> [Lo que se pide]: Reproduce completo y sin ningún cambio el fragmento sobre el mar de Galilea y la formación de hielo en el lago.

> [Fragmento proporcionado]:
El mar de Galilea, también conocido como lago de Genesaret y lago Tiberíades, es una masa de agua dulce situada entre Israel y Siria, tiene 148 kilómetros cuadrados y una profundidad media de 20 metros. Noron sostiene que, si ocurrió hace 2.000 años algo parecido a lo que narran los tres evangelios citados, podría explicarse gracias a una peculiaridad del lago que facilita que se formen gruesas capas de hielo en zonas determinadas en épocas climáticas más frías que la actual. El oceanógrafo reconoce que, en principio, «es difícil imaginar» que una masa de agua sobre la que la atmósfera registra temperaturas superiores a 10º C durante el invierno pueda enfriarse hasta el punto de comenzar el proceso de congelación, que requiere para empezar que la temperatura del agua de todo el lago esté por debajo de los 4º C. Sin embargo, hay una particularidad que hace «único» el mar de Galilea e innecesario ese paso previo: que se enfríe toda el agua hasta los 4º C.

> [Datos suministrados]:
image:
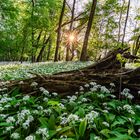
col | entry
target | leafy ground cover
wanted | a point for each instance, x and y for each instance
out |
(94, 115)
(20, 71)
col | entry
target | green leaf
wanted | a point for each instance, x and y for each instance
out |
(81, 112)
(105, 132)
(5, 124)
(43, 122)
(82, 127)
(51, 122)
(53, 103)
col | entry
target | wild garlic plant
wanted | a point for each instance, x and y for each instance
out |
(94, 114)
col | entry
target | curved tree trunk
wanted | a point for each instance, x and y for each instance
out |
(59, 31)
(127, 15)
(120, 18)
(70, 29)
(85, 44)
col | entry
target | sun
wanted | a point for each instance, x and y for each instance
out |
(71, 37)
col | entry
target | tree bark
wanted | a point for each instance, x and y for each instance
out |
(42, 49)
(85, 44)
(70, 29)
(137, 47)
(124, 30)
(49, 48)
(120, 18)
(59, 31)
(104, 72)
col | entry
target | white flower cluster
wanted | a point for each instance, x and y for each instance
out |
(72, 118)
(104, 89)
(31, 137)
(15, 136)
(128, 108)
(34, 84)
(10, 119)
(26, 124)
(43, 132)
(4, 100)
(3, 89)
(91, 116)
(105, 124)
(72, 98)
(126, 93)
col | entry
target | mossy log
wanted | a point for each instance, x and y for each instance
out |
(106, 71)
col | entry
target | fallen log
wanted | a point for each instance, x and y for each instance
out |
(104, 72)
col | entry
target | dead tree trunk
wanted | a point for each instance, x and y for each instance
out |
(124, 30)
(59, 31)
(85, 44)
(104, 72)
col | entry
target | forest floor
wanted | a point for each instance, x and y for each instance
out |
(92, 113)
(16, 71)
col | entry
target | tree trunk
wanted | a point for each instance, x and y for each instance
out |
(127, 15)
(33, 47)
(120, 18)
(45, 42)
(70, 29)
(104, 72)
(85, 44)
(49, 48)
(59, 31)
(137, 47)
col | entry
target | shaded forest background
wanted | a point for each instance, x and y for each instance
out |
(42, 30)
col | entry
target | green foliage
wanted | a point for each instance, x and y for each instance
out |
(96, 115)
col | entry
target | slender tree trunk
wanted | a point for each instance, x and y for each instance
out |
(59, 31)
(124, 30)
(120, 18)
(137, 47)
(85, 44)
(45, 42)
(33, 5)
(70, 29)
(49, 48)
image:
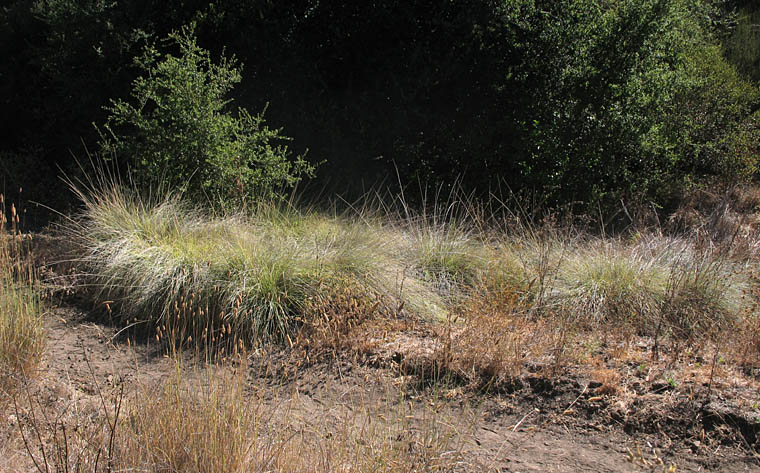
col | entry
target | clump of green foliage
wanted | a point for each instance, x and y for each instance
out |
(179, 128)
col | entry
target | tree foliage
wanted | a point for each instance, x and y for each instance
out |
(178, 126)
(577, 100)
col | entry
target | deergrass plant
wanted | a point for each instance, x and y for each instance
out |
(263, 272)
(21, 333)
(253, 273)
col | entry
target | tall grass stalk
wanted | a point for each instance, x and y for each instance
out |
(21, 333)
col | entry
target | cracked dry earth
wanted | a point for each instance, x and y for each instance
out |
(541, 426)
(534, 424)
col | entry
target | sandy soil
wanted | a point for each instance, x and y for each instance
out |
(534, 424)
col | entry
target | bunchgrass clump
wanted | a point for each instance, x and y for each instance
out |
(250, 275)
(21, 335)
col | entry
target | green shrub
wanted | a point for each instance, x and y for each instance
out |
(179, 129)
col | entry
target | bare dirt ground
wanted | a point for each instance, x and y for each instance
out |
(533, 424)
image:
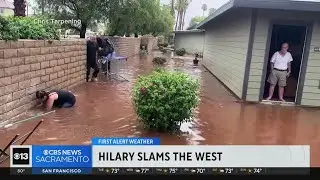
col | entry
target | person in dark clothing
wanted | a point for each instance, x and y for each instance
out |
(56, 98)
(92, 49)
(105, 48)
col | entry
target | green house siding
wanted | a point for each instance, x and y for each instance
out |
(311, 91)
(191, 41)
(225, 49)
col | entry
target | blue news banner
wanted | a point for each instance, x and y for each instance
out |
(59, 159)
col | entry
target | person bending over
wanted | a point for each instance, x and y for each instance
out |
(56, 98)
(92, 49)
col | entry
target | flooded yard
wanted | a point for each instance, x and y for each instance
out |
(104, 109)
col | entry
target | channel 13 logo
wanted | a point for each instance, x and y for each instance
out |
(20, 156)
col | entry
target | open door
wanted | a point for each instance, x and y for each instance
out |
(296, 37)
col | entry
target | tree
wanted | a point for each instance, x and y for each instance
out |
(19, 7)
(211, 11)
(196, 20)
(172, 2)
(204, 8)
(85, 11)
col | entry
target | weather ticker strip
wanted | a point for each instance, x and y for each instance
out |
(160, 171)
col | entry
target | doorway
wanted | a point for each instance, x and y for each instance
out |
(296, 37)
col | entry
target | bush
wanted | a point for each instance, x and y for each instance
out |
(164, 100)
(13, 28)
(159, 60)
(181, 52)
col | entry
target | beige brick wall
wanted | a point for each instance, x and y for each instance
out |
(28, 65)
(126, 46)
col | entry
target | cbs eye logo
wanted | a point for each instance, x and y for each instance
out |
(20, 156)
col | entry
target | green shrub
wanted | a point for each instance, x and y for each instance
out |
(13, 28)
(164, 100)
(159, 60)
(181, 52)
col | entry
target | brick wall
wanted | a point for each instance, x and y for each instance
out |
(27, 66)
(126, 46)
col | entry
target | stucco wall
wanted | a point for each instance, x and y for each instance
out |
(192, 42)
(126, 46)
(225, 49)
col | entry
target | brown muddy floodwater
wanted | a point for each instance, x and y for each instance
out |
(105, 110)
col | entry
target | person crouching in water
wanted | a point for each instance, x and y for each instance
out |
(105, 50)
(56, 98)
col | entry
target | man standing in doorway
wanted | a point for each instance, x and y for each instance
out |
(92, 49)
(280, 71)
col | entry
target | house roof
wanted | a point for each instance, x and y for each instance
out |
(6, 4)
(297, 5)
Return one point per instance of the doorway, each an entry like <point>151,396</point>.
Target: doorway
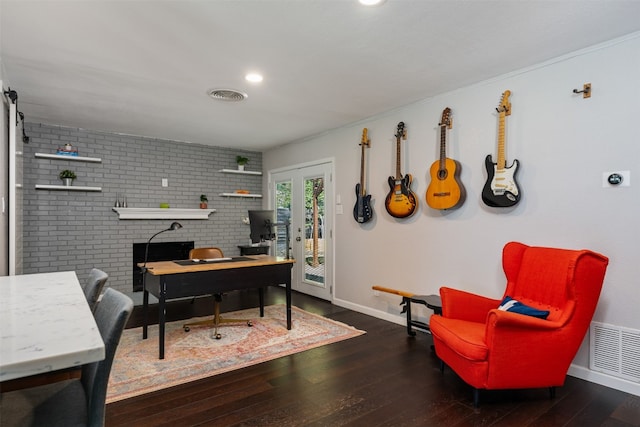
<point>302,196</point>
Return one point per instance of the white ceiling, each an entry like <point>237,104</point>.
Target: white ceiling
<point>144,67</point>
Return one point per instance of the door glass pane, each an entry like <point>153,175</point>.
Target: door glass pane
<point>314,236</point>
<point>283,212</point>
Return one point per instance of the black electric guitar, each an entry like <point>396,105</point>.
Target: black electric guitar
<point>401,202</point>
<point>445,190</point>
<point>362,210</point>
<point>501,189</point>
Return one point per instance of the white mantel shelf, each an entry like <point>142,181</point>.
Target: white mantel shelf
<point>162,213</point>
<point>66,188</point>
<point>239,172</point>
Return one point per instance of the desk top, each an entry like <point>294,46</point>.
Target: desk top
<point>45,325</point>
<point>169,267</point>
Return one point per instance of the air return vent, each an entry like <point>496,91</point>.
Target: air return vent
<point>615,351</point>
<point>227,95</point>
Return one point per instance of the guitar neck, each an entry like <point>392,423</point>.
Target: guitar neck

* * *

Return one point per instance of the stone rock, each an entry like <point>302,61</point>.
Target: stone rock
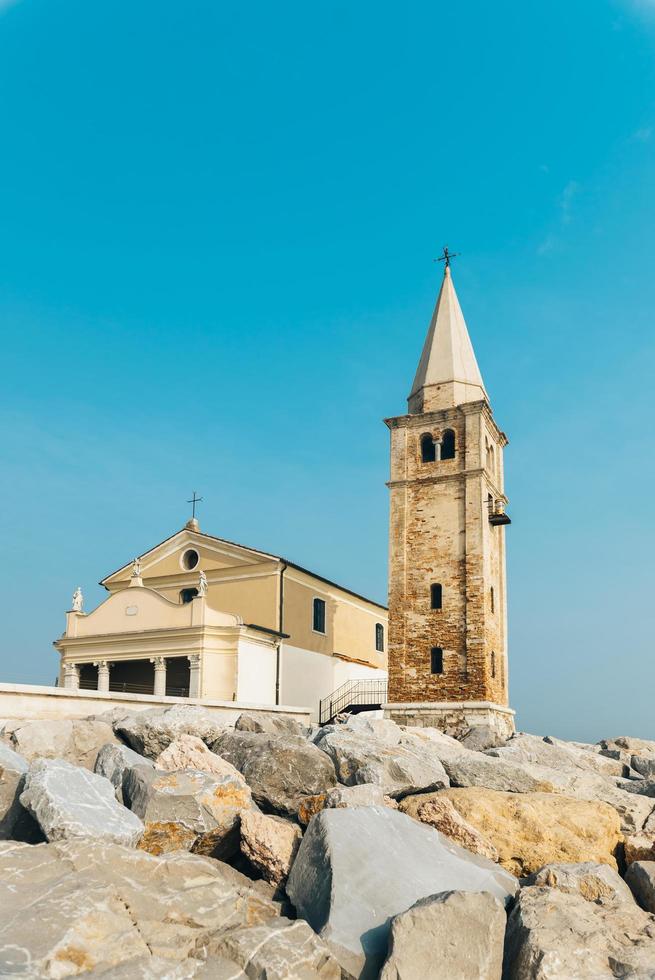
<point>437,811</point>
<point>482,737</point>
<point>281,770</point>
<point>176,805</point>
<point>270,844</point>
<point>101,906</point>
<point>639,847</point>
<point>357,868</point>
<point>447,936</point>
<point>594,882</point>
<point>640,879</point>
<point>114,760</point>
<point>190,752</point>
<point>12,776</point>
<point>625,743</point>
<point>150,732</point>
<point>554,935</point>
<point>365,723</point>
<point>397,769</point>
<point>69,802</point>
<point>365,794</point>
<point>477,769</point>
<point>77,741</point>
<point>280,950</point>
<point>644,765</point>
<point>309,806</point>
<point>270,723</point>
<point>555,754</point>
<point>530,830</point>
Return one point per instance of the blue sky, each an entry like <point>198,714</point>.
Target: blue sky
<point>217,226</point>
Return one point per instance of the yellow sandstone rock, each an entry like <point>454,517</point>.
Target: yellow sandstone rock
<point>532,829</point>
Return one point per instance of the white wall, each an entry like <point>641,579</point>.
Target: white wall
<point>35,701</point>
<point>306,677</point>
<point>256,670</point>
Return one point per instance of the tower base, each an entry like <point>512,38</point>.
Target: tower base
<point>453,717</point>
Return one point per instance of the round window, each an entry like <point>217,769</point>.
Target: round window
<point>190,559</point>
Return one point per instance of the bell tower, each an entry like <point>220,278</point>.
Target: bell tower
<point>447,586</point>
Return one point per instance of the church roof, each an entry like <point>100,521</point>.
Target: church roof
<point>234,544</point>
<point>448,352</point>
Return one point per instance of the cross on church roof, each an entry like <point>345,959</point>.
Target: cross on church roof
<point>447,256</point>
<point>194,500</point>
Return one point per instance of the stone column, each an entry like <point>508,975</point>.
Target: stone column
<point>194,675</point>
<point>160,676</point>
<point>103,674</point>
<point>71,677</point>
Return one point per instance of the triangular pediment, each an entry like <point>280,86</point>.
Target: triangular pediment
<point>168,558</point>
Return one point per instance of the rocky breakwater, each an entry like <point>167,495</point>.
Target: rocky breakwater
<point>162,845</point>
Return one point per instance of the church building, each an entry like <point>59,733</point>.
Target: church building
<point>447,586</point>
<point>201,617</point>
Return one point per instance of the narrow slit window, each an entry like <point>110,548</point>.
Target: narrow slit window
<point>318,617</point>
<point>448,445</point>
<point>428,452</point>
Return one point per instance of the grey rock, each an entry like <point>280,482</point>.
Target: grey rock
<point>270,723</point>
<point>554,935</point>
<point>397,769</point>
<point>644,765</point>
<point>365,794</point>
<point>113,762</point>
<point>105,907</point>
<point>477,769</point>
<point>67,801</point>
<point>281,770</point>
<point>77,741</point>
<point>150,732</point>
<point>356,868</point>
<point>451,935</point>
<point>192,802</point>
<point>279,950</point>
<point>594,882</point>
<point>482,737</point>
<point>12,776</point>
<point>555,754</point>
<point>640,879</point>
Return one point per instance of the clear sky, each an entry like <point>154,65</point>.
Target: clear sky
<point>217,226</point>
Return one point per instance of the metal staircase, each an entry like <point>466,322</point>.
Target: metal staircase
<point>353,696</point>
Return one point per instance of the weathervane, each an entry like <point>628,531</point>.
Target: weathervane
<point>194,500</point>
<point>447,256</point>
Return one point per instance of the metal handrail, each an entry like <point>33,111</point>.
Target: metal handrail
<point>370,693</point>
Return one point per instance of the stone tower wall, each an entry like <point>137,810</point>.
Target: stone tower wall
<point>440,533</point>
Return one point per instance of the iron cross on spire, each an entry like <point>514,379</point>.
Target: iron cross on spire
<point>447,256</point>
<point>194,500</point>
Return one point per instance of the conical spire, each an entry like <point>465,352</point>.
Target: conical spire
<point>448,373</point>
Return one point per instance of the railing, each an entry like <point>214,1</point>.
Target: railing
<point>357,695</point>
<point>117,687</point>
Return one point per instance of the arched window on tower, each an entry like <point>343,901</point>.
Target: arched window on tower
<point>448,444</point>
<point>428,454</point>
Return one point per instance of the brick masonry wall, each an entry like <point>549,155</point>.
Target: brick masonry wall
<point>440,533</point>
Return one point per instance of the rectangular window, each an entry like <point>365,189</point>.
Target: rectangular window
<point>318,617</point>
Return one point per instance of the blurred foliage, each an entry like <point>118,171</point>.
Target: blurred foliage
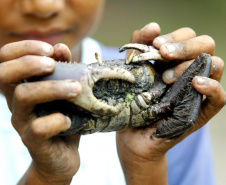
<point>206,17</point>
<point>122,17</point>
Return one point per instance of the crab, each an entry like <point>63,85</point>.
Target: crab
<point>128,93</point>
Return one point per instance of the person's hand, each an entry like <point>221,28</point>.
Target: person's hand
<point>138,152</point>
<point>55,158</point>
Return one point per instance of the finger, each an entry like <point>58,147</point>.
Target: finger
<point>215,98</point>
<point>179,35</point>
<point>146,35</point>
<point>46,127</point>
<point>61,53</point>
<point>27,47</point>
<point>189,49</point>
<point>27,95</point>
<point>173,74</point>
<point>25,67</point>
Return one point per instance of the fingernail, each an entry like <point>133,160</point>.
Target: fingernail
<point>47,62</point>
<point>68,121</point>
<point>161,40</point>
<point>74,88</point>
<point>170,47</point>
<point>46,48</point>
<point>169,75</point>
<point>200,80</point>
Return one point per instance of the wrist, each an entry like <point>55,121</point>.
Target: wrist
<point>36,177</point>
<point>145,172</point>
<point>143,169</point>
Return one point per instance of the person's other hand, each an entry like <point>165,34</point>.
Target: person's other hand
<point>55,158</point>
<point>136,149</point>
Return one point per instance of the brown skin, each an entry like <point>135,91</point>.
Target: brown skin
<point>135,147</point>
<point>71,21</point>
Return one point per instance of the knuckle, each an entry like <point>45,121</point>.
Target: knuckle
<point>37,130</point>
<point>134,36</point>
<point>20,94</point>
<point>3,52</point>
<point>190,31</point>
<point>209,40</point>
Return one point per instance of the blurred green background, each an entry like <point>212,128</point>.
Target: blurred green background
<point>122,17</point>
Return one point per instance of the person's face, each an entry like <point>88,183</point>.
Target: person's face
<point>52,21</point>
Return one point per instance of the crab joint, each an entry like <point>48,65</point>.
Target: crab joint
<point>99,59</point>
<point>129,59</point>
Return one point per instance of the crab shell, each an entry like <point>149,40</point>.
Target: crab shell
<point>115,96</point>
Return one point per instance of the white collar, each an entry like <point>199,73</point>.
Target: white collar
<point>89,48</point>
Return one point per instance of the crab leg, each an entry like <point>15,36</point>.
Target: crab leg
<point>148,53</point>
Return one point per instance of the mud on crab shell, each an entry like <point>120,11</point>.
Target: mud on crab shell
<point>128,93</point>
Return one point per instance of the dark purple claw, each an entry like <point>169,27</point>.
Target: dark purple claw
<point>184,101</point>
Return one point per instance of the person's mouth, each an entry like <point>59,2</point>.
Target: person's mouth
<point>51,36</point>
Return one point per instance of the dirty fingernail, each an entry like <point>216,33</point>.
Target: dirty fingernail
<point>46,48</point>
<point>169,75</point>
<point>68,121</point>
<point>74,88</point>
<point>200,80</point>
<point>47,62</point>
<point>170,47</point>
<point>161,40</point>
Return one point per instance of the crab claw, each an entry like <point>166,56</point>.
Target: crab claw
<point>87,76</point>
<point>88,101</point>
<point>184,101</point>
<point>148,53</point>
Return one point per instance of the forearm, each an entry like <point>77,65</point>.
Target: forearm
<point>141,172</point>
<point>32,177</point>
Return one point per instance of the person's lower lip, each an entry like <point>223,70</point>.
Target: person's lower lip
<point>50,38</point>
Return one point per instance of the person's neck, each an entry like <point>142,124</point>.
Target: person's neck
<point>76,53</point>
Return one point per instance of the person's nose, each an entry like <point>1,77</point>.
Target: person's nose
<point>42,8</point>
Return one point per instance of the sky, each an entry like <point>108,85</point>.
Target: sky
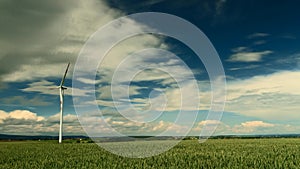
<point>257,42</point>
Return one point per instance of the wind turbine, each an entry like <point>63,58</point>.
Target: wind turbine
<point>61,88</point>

---

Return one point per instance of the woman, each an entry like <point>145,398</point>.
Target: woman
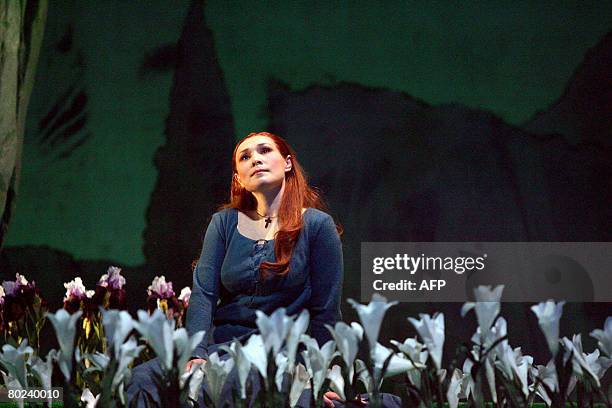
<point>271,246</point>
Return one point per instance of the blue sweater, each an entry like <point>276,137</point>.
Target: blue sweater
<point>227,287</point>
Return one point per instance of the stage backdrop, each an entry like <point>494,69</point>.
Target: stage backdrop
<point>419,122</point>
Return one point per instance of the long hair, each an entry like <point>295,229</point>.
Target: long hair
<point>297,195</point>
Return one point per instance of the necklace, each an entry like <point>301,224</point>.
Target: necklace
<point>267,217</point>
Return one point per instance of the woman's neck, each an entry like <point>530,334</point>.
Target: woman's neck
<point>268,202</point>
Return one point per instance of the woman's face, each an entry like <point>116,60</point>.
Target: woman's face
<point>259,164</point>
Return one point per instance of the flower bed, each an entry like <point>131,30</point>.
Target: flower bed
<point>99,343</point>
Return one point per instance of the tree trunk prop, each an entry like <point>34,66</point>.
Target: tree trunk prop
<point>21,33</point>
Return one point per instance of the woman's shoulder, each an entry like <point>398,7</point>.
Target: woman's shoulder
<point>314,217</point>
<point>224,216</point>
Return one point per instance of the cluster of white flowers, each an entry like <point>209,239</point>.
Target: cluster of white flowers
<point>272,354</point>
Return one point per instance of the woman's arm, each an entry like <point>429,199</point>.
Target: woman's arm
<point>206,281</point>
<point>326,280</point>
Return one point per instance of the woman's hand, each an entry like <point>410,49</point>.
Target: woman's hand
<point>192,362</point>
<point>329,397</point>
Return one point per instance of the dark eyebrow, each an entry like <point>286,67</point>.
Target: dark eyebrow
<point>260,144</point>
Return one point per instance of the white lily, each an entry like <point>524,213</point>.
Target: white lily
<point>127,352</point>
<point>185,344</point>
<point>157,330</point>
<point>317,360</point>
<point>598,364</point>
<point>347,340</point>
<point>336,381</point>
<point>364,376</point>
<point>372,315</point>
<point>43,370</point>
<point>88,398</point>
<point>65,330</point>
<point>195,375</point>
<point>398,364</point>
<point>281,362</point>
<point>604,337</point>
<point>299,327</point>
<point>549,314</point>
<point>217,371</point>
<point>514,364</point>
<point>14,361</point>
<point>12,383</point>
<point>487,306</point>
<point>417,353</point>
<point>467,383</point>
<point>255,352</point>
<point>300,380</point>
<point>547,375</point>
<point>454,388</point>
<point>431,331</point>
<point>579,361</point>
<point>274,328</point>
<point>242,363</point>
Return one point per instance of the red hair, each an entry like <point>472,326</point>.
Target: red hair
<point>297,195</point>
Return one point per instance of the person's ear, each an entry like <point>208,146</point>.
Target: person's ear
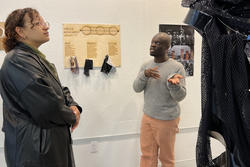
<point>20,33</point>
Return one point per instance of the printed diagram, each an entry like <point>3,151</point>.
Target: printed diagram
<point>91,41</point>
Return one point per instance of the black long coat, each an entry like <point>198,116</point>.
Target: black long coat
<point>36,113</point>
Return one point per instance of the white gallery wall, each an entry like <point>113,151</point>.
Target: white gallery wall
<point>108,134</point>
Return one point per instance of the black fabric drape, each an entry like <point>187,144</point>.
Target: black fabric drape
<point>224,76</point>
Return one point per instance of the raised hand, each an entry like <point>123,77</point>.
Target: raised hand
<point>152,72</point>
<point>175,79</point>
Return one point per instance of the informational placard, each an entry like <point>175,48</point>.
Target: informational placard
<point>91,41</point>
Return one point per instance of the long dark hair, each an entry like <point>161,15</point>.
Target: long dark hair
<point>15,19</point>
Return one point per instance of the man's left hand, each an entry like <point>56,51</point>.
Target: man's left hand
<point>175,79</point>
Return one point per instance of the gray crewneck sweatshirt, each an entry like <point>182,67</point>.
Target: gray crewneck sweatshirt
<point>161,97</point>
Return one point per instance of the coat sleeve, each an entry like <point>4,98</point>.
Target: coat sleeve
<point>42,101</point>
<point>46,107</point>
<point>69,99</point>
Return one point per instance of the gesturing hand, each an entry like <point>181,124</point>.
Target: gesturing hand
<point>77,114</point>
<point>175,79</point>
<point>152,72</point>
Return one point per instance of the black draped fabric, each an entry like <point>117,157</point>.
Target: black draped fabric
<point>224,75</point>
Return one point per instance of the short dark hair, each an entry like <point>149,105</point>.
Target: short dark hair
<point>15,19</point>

> [Respuesta]:
El mar de Galilea, también conocido como lago de Genesaret y lago Tiberíades, es una masa de agua dulce situada entre Israel y Siria, tiene 148 kilómetros cuadrados y una profundidad media de 20 metros. Noron sostiene que, si ocurrió hace 2.000 años algo parecido a lo que narran los tres evangelios citados, podría explicarse gracias a una peculiaridad del lago que facilita que se formen gruesas capas de hielo en zonas determinadas en épocas climáticas más frías que la actual. El oceanógrafo reconoce que, en principio, «es difícil imaginar» que una masa de agua sobre la que la atmósfera registra temperaturas superiores a 10º C durante el invierno pueda enfriarse hasta el punto de comenzar el proceso de congelación, que requiere para empezar que la temperatura del agua de todo el lago esté por debajo de los 4º C. Sin embargo, hay una particularidad que hace «único» el mar de Galilea e innecesario ese paso previo: que se enfríe toda el agua hasta los 4º C.